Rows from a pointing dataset
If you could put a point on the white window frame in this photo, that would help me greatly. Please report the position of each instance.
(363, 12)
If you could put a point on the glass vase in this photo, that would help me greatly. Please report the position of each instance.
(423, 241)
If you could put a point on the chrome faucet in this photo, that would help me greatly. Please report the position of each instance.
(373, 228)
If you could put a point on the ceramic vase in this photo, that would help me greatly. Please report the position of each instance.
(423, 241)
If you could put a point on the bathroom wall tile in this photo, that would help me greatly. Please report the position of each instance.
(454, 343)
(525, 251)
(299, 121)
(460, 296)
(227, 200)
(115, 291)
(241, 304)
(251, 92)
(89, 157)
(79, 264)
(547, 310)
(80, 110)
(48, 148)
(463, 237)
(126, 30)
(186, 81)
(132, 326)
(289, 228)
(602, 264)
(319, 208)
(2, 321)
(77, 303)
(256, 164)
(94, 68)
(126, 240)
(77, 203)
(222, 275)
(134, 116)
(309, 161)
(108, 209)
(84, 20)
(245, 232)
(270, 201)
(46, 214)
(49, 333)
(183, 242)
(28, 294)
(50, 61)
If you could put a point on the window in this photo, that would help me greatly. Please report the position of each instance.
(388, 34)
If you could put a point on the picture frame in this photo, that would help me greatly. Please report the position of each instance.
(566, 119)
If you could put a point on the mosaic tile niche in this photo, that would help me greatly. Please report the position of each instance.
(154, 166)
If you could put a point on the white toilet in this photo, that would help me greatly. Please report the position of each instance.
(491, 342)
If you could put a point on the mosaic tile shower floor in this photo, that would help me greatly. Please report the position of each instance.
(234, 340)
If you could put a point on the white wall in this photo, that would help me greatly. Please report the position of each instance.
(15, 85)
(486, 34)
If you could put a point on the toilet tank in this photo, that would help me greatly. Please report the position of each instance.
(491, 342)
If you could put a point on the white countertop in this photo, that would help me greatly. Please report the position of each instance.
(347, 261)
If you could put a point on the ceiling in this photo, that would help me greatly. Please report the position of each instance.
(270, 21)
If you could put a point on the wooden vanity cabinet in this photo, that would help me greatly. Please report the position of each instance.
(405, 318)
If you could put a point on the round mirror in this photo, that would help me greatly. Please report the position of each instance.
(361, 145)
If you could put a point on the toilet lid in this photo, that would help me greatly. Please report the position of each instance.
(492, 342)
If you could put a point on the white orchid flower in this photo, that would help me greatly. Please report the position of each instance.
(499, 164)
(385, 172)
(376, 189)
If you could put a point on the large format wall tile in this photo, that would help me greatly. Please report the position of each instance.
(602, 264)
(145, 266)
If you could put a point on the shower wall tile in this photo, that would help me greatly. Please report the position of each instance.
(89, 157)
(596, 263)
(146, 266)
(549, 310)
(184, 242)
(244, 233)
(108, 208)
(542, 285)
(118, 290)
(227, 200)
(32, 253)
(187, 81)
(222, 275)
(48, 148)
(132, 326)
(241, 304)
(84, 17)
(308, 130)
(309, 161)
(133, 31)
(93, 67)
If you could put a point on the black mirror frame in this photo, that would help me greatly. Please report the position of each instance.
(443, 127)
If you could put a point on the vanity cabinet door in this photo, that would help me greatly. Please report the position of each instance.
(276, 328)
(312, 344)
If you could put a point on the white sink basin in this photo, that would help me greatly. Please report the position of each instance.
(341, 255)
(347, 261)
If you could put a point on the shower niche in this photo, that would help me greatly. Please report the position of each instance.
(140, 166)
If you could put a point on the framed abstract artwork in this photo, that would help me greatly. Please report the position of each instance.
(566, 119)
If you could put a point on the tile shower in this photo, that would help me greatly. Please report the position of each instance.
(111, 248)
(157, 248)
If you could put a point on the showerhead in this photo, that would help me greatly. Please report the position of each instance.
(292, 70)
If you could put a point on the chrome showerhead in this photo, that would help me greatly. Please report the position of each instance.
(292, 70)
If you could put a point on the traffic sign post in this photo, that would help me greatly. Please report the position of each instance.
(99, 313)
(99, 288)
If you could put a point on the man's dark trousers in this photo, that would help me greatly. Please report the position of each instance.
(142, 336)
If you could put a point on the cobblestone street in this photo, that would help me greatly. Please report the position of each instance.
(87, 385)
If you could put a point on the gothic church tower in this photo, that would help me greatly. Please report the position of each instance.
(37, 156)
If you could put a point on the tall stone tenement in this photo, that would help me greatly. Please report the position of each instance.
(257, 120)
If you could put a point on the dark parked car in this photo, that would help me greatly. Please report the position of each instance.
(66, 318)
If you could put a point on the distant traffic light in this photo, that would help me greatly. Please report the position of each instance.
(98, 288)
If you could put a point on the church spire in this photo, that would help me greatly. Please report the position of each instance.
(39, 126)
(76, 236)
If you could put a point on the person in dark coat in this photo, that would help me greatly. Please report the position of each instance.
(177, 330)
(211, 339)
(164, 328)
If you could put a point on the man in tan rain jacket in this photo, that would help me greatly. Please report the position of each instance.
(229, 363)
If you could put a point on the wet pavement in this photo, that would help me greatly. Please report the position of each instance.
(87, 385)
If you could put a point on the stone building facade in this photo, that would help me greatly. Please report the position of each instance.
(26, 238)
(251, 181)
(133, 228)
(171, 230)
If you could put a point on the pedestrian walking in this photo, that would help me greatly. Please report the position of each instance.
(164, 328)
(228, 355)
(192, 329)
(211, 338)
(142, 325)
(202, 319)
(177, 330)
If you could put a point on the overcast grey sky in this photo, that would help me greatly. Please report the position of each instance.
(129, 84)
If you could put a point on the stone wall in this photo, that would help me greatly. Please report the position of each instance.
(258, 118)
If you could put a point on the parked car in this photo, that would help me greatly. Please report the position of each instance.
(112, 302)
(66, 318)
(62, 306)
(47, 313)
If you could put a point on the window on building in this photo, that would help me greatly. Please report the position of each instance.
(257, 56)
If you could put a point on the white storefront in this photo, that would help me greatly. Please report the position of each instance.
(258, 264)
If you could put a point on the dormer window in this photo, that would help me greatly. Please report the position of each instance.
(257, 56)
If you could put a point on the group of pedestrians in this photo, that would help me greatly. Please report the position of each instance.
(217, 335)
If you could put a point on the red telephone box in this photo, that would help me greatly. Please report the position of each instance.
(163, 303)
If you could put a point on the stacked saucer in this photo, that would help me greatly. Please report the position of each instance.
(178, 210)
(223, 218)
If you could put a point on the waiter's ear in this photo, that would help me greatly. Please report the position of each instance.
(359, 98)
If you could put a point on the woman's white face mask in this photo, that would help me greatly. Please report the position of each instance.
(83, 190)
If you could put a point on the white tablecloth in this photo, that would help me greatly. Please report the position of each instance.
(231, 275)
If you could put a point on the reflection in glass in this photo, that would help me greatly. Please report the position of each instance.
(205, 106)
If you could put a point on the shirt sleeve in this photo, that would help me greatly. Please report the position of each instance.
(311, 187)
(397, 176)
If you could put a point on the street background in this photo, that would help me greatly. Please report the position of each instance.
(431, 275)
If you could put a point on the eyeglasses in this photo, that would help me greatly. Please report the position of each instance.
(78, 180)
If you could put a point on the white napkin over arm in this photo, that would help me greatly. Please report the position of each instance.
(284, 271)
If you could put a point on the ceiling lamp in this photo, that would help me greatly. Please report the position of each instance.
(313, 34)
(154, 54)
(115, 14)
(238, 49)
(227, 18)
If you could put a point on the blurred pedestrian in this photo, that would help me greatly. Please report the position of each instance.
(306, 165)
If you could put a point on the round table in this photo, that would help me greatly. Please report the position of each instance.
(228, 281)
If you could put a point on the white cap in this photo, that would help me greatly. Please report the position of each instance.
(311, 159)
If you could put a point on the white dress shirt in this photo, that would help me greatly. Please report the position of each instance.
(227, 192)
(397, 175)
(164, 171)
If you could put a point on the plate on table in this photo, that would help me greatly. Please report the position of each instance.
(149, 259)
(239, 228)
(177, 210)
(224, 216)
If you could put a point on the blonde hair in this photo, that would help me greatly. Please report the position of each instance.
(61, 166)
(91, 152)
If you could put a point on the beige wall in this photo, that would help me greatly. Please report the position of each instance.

(What the task requires):
Exactly reproduce the lines that run from the line with "If you could put a point on the white cap" through the last line of the records, inclusive.

(Answer below):
If you could put a point on the white cap in this photo, that would help me greatly. Please report the position of each instance.
(311, 159)
If you could put a point on the white dress shirt in this photo, that would help me greatly. Please report the position of each instance.
(227, 192)
(397, 175)
(164, 171)
If you could put a point on the plate on table in this photo, that would help me greatly. Please report the position of each instance.
(149, 259)
(239, 228)
(177, 210)
(224, 216)
If you could put a point on the blonde hair in this photo, that would help me greatly. Please report the position of each instance.
(61, 166)
(91, 152)
If you could put a point on the beige wall in this photo, that would help me greatly. Please report the position of each instance.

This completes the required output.